[Annotated coordinate records]
%%
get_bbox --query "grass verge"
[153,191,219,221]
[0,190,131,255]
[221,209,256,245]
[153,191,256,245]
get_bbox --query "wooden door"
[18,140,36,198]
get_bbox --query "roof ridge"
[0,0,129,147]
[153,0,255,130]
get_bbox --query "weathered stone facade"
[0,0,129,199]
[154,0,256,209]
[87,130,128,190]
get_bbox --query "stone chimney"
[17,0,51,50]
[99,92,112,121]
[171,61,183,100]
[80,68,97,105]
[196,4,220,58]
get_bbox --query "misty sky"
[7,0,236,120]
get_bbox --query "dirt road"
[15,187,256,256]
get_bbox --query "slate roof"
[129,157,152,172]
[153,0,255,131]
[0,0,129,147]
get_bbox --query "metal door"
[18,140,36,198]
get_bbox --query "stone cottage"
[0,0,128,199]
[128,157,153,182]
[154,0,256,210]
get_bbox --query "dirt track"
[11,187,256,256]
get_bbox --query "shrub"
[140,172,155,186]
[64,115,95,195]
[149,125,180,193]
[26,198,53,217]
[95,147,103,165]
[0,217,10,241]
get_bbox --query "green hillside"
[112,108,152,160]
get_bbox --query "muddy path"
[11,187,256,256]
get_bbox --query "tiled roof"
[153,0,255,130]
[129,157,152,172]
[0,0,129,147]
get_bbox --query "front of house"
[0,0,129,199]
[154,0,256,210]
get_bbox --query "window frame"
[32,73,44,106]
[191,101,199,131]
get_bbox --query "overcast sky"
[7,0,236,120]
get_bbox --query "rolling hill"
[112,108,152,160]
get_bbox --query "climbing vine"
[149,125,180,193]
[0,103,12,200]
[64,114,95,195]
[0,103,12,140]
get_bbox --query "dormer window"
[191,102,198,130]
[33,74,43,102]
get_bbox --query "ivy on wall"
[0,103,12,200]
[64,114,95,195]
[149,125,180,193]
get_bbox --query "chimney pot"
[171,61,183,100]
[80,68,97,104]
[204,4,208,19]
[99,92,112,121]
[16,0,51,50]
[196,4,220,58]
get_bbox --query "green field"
%%
Directive » Gather every line in the rows above that contains the string "stone".

Solution to this problem »
get_bbox --query "weathered stone facade"
get_bbox --query "stone chimney"
get_bbox --query "stone cottage"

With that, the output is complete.